(Records drawn from a dataset)
++++++

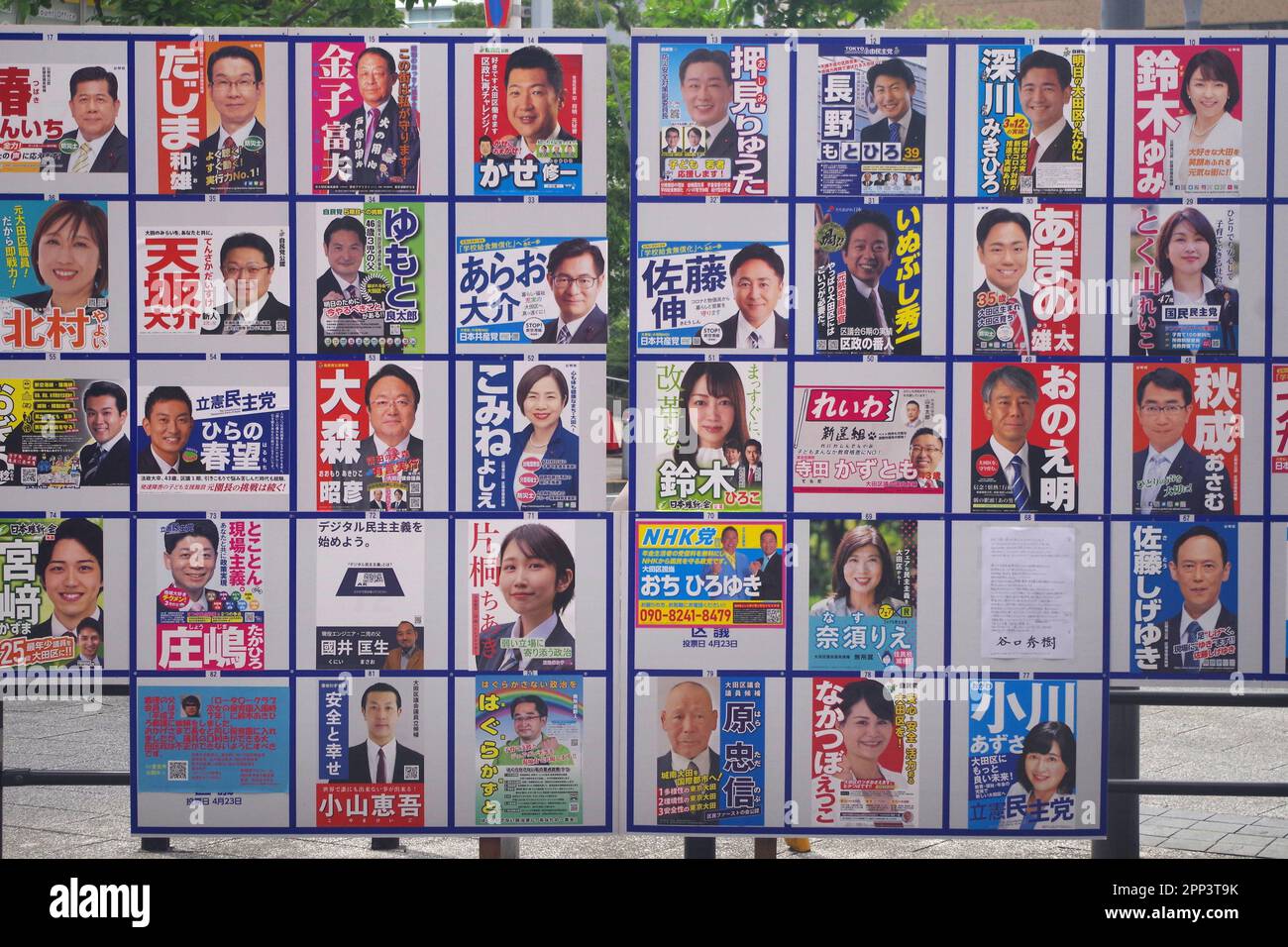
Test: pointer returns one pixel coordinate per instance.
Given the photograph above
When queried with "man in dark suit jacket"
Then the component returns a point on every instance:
(492, 656)
(688, 719)
(94, 107)
(1010, 395)
(1003, 247)
(1170, 475)
(377, 153)
(1199, 565)
(756, 277)
(167, 423)
(892, 85)
(575, 272)
(106, 462)
(381, 707)
(771, 567)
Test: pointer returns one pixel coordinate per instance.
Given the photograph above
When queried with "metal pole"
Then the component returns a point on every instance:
(1122, 809)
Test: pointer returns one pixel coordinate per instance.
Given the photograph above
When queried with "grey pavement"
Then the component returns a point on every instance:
(1176, 744)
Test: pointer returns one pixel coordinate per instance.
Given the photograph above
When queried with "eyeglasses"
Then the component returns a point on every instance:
(243, 85)
(584, 282)
(231, 270)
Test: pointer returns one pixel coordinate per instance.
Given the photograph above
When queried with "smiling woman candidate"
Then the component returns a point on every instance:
(537, 577)
(1044, 777)
(68, 254)
(545, 447)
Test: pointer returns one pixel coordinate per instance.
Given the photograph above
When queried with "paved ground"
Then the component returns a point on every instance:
(1177, 744)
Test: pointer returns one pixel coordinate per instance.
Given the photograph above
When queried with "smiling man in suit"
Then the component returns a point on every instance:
(1205, 626)
(1006, 471)
(380, 758)
(576, 274)
(232, 158)
(97, 146)
(892, 84)
(688, 775)
(1003, 245)
(1170, 475)
(106, 463)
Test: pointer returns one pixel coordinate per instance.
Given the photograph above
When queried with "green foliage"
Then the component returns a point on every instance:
(926, 17)
(218, 13)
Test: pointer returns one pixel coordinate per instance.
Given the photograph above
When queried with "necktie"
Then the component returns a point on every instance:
(1019, 489)
(1192, 635)
(1153, 482)
(372, 131)
(1018, 328)
(81, 162)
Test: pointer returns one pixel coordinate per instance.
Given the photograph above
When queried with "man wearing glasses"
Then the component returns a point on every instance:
(531, 748)
(1203, 634)
(576, 274)
(391, 455)
(1170, 475)
(246, 263)
(232, 158)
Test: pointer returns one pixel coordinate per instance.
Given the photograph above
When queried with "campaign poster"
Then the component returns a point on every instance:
(1184, 596)
(366, 118)
(369, 437)
(700, 574)
(64, 118)
(372, 281)
(52, 594)
(711, 770)
(863, 595)
(220, 438)
(214, 279)
(868, 440)
(528, 731)
(531, 290)
(1186, 120)
(1026, 272)
(712, 294)
(1031, 120)
(1024, 438)
(213, 742)
(55, 274)
(713, 119)
(370, 594)
(1184, 264)
(712, 454)
(373, 735)
(520, 591)
(528, 120)
(1279, 420)
(871, 119)
(211, 598)
(211, 114)
(1022, 755)
(44, 437)
(1186, 438)
(863, 770)
(527, 434)
(867, 278)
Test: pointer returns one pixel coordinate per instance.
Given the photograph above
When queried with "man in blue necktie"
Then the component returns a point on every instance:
(1203, 635)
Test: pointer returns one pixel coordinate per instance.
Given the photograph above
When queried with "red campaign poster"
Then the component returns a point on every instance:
(1024, 437)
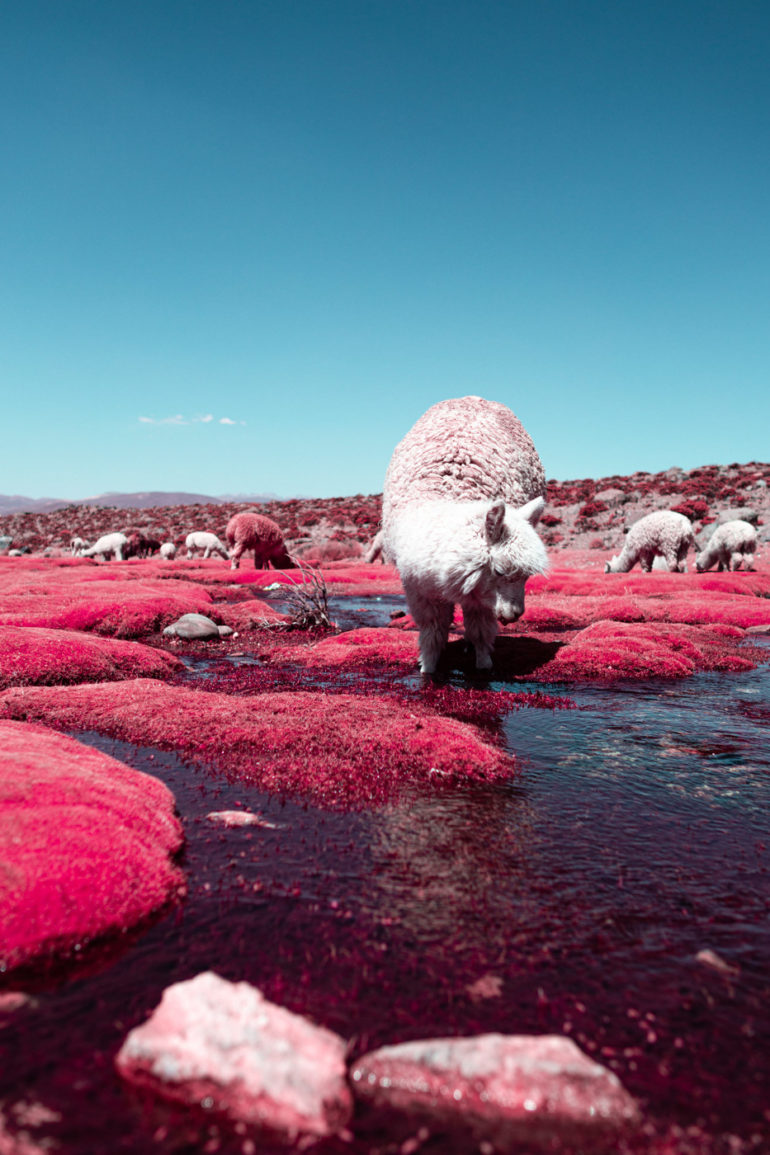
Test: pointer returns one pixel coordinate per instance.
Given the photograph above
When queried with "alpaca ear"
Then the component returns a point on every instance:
(495, 520)
(531, 511)
(471, 582)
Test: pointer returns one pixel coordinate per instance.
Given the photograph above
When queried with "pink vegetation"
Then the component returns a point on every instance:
(31, 656)
(610, 650)
(224, 1045)
(255, 531)
(538, 1086)
(70, 600)
(338, 749)
(86, 844)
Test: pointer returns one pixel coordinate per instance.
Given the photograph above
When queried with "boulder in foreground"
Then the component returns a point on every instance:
(224, 1047)
(530, 1088)
(86, 844)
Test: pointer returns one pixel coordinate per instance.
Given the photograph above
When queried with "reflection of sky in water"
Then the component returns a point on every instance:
(573, 899)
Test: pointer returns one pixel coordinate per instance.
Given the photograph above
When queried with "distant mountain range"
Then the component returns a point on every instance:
(17, 504)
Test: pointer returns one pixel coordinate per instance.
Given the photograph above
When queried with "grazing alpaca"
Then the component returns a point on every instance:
(660, 534)
(110, 543)
(201, 539)
(463, 493)
(255, 531)
(731, 545)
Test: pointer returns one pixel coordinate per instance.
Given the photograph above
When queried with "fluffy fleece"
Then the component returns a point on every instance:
(201, 539)
(109, 544)
(255, 531)
(660, 534)
(732, 545)
(463, 492)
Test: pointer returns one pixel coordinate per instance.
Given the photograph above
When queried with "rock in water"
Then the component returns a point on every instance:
(196, 625)
(225, 1045)
(529, 1087)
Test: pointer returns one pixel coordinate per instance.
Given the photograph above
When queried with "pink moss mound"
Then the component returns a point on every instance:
(31, 656)
(337, 749)
(120, 606)
(248, 1059)
(608, 650)
(538, 1087)
(86, 844)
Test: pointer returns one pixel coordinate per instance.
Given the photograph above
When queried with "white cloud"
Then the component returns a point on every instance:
(179, 419)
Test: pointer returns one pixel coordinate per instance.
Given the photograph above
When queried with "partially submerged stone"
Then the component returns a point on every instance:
(196, 626)
(531, 1087)
(87, 844)
(224, 1047)
(237, 818)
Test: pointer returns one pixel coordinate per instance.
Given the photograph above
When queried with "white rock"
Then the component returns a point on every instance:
(224, 1045)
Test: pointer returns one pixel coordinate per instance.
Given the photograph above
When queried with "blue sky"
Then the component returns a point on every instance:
(246, 244)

++++++

→ **Problem description**
Each of the records above needs to be transcribed exactly, apart from its pictures.

→ **Solution**
Test: pointer returns one pixel coordinate per instance.
Given the photograph above
When queried with "man in dark suit jacket"
Then the component returns a point on every instance:
(492, 656)
(688, 719)
(94, 107)
(1010, 395)
(1003, 247)
(1170, 475)
(377, 153)
(1199, 565)
(756, 277)
(167, 423)
(892, 85)
(575, 272)
(106, 462)
(381, 707)
(771, 567)
Test: pointer returns one pixel coordinate per instance.
Given the photograph above
When queried with "metal pole"
Then the component returns a point on every instance:
(1122, 809)
Test: pointer returns one pixel coordinate per instance.
Given the photograph above
When queried with "grey pavement"
Then the component returns a point on every instance:
(1176, 744)
Test: pointer returns one pixel coordinate per instance.
Given the photograph above
When queried with "eyeglasses"
Then the component returns a point on every instance:
(243, 85)
(584, 282)
(231, 270)
Test: pointer returns one pixel coordinate per instance.
Given the photograph above
When queried with "smiling woman candidate"
Then the component returns a point on every instance:
(537, 577)
(1044, 777)
(68, 254)
(545, 447)
Test: pointer returns one pixel coordinate per instance.
Given the photograph above
When queried with "paved ground"
Then the component returns a point on every instance:
(1177, 744)
Test: pointer returns one pixel coordinate per instance.
Given the photograph above
When queried with "smiling man in suit"
Then the component returns a point on every instance:
(1205, 626)
(1006, 471)
(380, 758)
(576, 274)
(232, 158)
(97, 146)
(892, 84)
(688, 775)
(1003, 245)
(1170, 475)
(106, 463)
Test: pointer returns one pixel coordinate per instance.
Given the photograph above
When queried with "green foliage"
Then the component returns a point on every instance:
(926, 17)
(218, 13)
Test: pointer returns one pixel coordinate per instance.
Given the photograph above
When queried with "necktie"
Then the component returns a point on every instance:
(1019, 489)
(1192, 635)
(1153, 482)
(372, 131)
(1018, 328)
(81, 162)
Test: pointer returns one pixel coordinate per instance.
Given the photograph above
When queried with "man wearing glasses"
Then the component returns a point on every instance:
(531, 748)
(1203, 634)
(576, 274)
(391, 455)
(1170, 475)
(246, 263)
(232, 158)
Test: pointer returns one pixel coordinate per instance.
Given the photograph above
When queried with "campaign poster"
Then the component returns a point on every instance:
(1184, 596)
(366, 118)
(369, 437)
(700, 574)
(64, 118)
(372, 281)
(52, 594)
(711, 770)
(863, 595)
(220, 438)
(214, 279)
(868, 440)
(528, 731)
(531, 290)
(1186, 120)
(1026, 272)
(712, 294)
(1031, 120)
(1024, 438)
(213, 742)
(55, 274)
(713, 119)
(370, 594)
(1184, 264)
(712, 454)
(373, 735)
(520, 591)
(528, 120)
(1279, 420)
(871, 119)
(211, 598)
(211, 114)
(1022, 755)
(44, 437)
(1186, 438)
(863, 770)
(527, 434)
(867, 278)
Test: pointer returns one pixel coordinate per instance.
Given the photograph above
When queried with "man in blue necktie"
Then the component returns a point on every instance:
(1203, 635)
Test: pointer returns one pixel coordinate per instance.
Given the photograph above
When queried with "red campaign poster"
Then the component returns a point on every instance:
(1024, 437)
Test: pointer returns one pixel coordinate per instance.
Given the photograph above
When queried with "alpaca ear"
Then the component returns a point on every instance:
(495, 520)
(531, 511)
(471, 582)
Test: pointer returns one pixel coordinate per instance.
Given the photograph above
When queried with "pink vegetation"
Then the component returns a point on every instance:
(31, 656)
(610, 650)
(224, 1045)
(255, 531)
(538, 1086)
(70, 600)
(338, 749)
(86, 844)
Test: pointer returns one pixel coordinate per instance.
Given the photograph above
When queried with "boulder in foreground"
Then the component returns a point on every instance:
(224, 1047)
(530, 1088)
(86, 844)
Test: pointer returns one pixel coordinate per instance.
Given the photograph above
When queried with "reflection of sky in water"
Then the component returns a point on every instance:
(573, 899)
Test: pointer returns one pixel coordinate per instance.
Given the photograph above
When queried with "distant mountain range"
Then the component returns a point on every instance:
(17, 504)
Test: pointer returns one pixel coordinate per instance.
Given the photograph above
When queried with "grazing alpaca"
Then the component returns a point on every instance:
(660, 534)
(110, 543)
(201, 539)
(463, 493)
(255, 531)
(731, 545)
Test: pointer returns one pixel coordinate per instance.
Given the photograph above
When queried with "fluffy fleece"
Then the component returns a point on every instance:
(201, 539)
(109, 544)
(255, 531)
(660, 534)
(732, 545)
(463, 492)
Test: pointer returns one pixel coordinate per instance.
Given the photograph above
When queried with "rock in water"
Then the component returns a point on every instance:
(196, 625)
(225, 1045)
(529, 1087)
Test: pointer returns one pixel coordinate per instance.
Given the photograph above
When queried with "pink moss mound"
Then the component returns a point on every instance:
(31, 656)
(337, 749)
(120, 606)
(248, 1059)
(608, 650)
(538, 1087)
(86, 844)
Test: pointer returns one pixel coordinate per instance.
Given the photograph above
When queried with "white cloud"
Then the component returns a point on every instance:
(179, 419)
Test: pointer returns one pixel coordinate per instance.
Given the photograph above
When queried with "partially submerged stone"
Then the component returns a point on every instance:
(196, 626)
(531, 1087)
(87, 844)
(224, 1047)
(237, 818)
Test: pointer returns one pixel coordinate per instance.
Given the photograph above
When queried with "white rock"
Then the component returns a point on every instance:
(224, 1045)
Test: pointer returns one pixel coordinate per instance.
Given the photograph above
When queried with "blue sky"
Then the component returns a point on every instance:
(246, 244)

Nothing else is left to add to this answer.